# [Problems and tasks]
A) Decide whether each statement below agrees with the passage on currency depreciation and interest rates: (i) the BOJ, ECB, and Swiss National Bank would likely welcome stronger currencies; (ii) FX volatility is priced low partly because countries are expected to respond in kind; (iii) holding all else equal, a currency depreciation is deflationary. For each, answer yes or no and quote the deciding words from the passage.
B) Pick up the passage on currency depreciation and interest rates after its final sentence and keep writing it.

# [Quoted text]
[START]
Given the zero-sum nature of FX devaluations, a US depreciation likely wouldn’t simply slide by other countries to avoid a tightening in their own financial conditions.

So, USD intervention would very likely be met by intervention by the BOJ, ECB, and Swiss National Bank at a minimum, all of whom don’t want stronger currencies.

This is part of the reason why FX volatility is priced so low. Countries are expected to react in-kind to keep exchange rates relatively stable to avoid disadvantaging themselves internationally.

 

Interest Rates

US Rates

A currency depreciation is inflationary holding all else equal. Your currency doesn’t go as far, so the relative prices for imports increases.

And if imports are more expensive, then the demand for local goods will be higher and could lead to greater scarcity, increasing their prices.

If inflation increases, then you would normally think that bond yields would increase because bond yields are simply a function of:

  1. the real risk-free rate,
  2. credit premium (i.e., to reflect credit risk), and
  3. inflation and inflation expectations

However, currency depreciations are often motivated by disinflationary or deflationary forces, such as having too much debt, which puts more capital into debt servicing and away from consumption and investment.
[END]
# [Supplied information]
[START]
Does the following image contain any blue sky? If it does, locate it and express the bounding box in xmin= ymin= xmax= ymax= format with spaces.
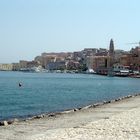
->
xmin=0 ymin=0 xmax=140 ymax=63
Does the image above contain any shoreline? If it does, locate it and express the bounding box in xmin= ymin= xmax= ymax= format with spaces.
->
xmin=0 ymin=94 xmax=140 ymax=140
xmin=0 ymin=93 xmax=140 ymax=127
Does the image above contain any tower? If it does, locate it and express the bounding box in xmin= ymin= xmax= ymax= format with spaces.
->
xmin=108 ymin=39 xmax=115 ymax=68
xmin=109 ymin=39 xmax=114 ymax=58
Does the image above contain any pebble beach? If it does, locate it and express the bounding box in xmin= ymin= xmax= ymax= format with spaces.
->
xmin=0 ymin=96 xmax=140 ymax=140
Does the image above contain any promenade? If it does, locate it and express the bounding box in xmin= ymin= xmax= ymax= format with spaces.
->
xmin=0 ymin=96 xmax=140 ymax=140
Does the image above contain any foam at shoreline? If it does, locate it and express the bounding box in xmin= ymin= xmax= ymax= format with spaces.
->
xmin=0 ymin=93 xmax=140 ymax=126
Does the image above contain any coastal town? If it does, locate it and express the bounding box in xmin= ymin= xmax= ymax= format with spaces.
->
xmin=0 ymin=39 xmax=140 ymax=78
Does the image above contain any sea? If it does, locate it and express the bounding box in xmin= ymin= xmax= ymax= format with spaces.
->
xmin=0 ymin=71 xmax=140 ymax=121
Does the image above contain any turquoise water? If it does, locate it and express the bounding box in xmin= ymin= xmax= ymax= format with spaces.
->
xmin=0 ymin=72 xmax=140 ymax=120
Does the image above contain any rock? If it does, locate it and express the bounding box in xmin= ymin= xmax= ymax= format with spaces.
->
xmin=0 ymin=121 xmax=8 ymax=126
xmin=3 ymin=121 xmax=8 ymax=126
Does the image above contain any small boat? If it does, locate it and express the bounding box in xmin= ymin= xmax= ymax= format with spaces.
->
xmin=18 ymin=83 xmax=22 ymax=87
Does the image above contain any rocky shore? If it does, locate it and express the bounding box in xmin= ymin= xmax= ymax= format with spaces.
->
xmin=0 ymin=93 xmax=140 ymax=126
xmin=0 ymin=94 xmax=140 ymax=140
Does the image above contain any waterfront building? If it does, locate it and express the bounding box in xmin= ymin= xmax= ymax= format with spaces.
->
xmin=19 ymin=60 xmax=28 ymax=69
xmin=47 ymin=61 xmax=66 ymax=70
xmin=12 ymin=63 xmax=20 ymax=71
xmin=93 ymin=56 xmax=110 ymax=75
xmin=0 ymin=64 xmax=13 ymax=71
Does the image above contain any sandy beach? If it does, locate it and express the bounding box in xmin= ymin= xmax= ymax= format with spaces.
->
xmin=0 ymin=96 xmax=140 ymax=140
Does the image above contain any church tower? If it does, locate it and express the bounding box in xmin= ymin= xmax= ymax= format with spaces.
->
xmin=108 ymin=39 xmax=115 ymax=68
xmin=109 ymin=39 xmax=114 ymax=58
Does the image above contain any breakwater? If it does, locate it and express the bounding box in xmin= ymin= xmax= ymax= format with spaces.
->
xmin=0 ymin=72 xmax=140 ymax=121
xmin=0 ymin=93 xmax=140 ymax=126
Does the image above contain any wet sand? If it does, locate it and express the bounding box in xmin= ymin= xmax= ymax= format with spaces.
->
xmin=0 ymin=96 xmax=140 ymax=140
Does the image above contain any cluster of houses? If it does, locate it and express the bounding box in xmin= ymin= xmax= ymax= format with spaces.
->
xmin=0 ymin=39 xmax=140 ymax=75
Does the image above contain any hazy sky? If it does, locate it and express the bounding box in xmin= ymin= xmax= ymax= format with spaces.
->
xmin=0 ymin=0 xmax=140 ymax=63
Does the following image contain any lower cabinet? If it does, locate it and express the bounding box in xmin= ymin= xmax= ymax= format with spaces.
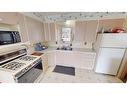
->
xmin=41 ymin=54 xmax=48 ymax=73
xmin=42 ymin=51 xmax=96 ymax=71
xmin=47 ymin=51 xmax=56 ymax=66
xmin=55 ymin=51 xmax=96 ymax=70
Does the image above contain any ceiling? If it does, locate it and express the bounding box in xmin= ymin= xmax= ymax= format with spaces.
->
xmin=23 ymin=12 xmax=127 ymax=22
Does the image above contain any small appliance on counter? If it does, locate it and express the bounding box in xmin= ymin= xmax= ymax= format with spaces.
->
xmin=34 ymin=43 xmax=48 ymax=51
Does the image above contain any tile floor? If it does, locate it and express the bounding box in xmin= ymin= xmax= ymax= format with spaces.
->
xmin=40 ymin=66 xmax=122 ymax=83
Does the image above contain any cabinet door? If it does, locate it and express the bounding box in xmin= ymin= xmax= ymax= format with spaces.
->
xmin=85 ymin=20 xmax=98 ymax=43
xmin=48 ymin=52 xmax=56 ymax=66
xmin=98 ymin=19 xmax=125 ymax=31
xmin=49 ymin=23 xmax=56 ymax=41
xmin=26 ymin=17 xmax=44 ymax=44
xmin=0 ymin=12 xmax=18 ymax=25
xmin=44 ymin=23 xmax=51 ymax=41
xmin=74 ymin=21 xmax=86 ymax=41
xmin=18 ymin=14 xmax=29 ymax=42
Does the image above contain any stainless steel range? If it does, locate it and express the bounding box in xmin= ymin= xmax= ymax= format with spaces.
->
xmin=0 ymin=48 xmax=43 ymax=83
xmin=1 ymin=62 xmax=26 ymax=70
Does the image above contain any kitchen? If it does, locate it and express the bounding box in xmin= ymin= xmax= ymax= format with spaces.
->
xmin=0 ymin=12 xmax=127 ymax=83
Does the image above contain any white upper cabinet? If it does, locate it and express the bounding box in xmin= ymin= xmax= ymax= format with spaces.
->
xmin=74 ymin=20 xmax=98 ymax=43
xmin=25 ymin=17 xmax=44 ymax=44
xmin=44 ymin=23 xmax=56 ymax=41
xmin=0 ymin=12 xmax=19 ymax=25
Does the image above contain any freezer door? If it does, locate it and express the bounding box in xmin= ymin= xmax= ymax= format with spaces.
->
xmin=95 ymin=48 xmax=125 ymax=75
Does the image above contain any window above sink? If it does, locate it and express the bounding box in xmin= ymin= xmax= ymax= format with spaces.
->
xmin=61 ymin=27 xmax=72 ymax=43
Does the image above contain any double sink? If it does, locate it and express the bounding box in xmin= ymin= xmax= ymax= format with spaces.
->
xmin=56 ymin=47 xmax=72 ymax=51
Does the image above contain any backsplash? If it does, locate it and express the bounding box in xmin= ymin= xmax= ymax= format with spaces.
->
xmin=48 ymin=41 xmax=92 ymax=49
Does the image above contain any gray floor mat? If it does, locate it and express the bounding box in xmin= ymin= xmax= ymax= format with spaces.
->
xmin=53 ymin=65 xmax=75 ymax=76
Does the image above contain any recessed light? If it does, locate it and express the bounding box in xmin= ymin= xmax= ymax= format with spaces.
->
xmin=0 ymin=18 xmax=3 ymax=21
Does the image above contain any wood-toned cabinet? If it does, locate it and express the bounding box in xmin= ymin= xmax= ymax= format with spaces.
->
xmin=44 ymin=23 xmax=56 ymax=41
xmin=0 ymin=12 xmax=19 ymax=25
xmin=25 ymin=16 xmax=44 ymax=44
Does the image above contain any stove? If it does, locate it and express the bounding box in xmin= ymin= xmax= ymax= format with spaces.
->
xmin=0 ymin=48 xmax=43 ymax=83
xmin=1 ymin=62 xmax=25 ymax=70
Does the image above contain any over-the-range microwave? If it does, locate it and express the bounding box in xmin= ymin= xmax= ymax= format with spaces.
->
xmin=0 ymin=30 xmax=21 ymax=45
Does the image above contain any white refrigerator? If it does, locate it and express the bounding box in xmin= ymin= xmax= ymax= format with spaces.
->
xmin=95 ymin=33 xmax=127 ymax=75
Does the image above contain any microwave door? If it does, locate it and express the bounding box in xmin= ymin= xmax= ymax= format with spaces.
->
xmin=0 ymin=31 xmax=14 ymax=45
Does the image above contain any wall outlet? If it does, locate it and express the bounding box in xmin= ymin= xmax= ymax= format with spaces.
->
xmin=84 ymin=42 xmax=87 ymax=45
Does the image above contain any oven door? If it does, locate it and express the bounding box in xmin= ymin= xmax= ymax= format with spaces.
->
xmin=0 ymin=31 xmax=14 ymax=45
xmin=16 ymin=61 xmax=43 ymax=83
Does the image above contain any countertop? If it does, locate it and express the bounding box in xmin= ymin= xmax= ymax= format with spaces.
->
xmin=36 ymin=47 xmax=96 ymax=54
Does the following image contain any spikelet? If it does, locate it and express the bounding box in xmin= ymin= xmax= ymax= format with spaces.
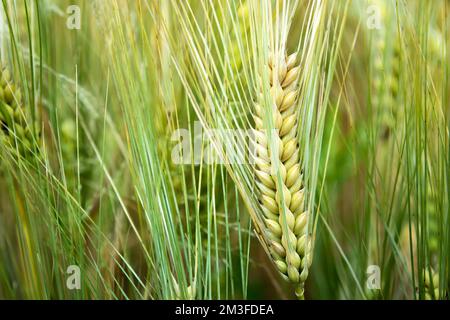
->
xmin=254 ymin=49 xmax=312 ymax=299
xmin=371 ymin=2 xmax=401 ymax=142
xmin=0 ymin=63 xmax=39 ymax=157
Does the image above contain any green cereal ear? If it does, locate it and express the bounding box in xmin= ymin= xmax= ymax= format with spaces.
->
xmin=0 ymin=63 xmax=40 ymax=157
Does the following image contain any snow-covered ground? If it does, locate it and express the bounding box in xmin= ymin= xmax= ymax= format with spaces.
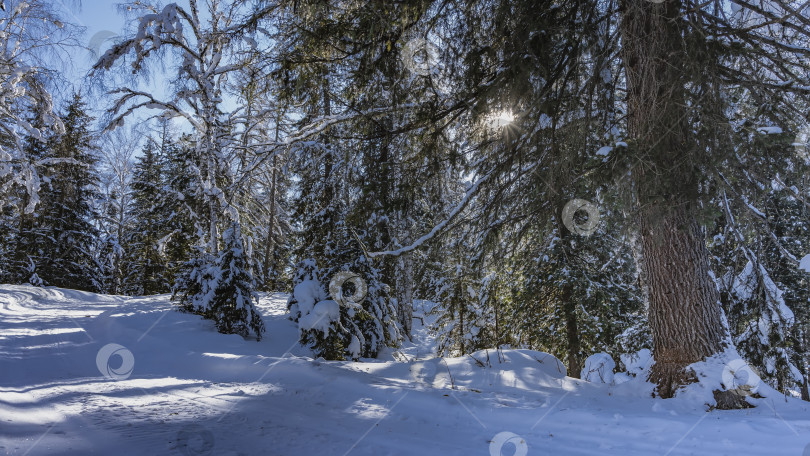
[END]
# [The replies]
A)
(i) No: "all of whom don’t want stronger currencies."
(ii) Yes: "This is part of the reason why FX volatility is priced so low. Countries are expected to react in-kind to keep exchange rates relatively stable to avoid disadvantaging themselves internationally."
(iii) No: "A currency depreciation is inflationary holding all else equal."

B)
So, when currency devaluations happen, you often don’t see bond yields increase (i.e., bond prices fall). That comes later, because since you’re counteracting deflation, not much in the way of inflation is produced.

In the US during the Great Depression, they added money into the system (because there was too much debt and not enough money to service it). This devalued the dollar because of an increased supply.

Gold went up because gold typically tracks the quantity of currency and reserves in the system globally relative to the amount of gold above a certain purity. Long-term bond yields continued to fall because investors still wanted safety and liquidity and could get this through Treasury bonds.

In other words, just because the dollar loses its value doesn’t mean that the bonds will necessarily decline.

Even though the typical reaction to a currency depreciation is for bonds to sell off at first – i.e., stimulative to economy and inherently inflationary, so more inflows into risk assets and away from defensive assets – in a scenario where currency devaluations are used to counteract deflation and the depreciation doesn’t get them very far in negating it, bonds often continue to increase in price.

European Rates

Major European bond markets are already more tapped out than US bond markets. We’ve seen some European yields get down to minus-100bps, but there’s a limit to how negative yields can get.

At some point, creditors will want to get out of safe assets and into riskier ones if they’re simply losing money.

A US dollar devaluation would make US exports cheaper in relative terms and euro zone exports more expensive. This could dampen euro area growth expectations and cause some level of inflows into safe European bonds.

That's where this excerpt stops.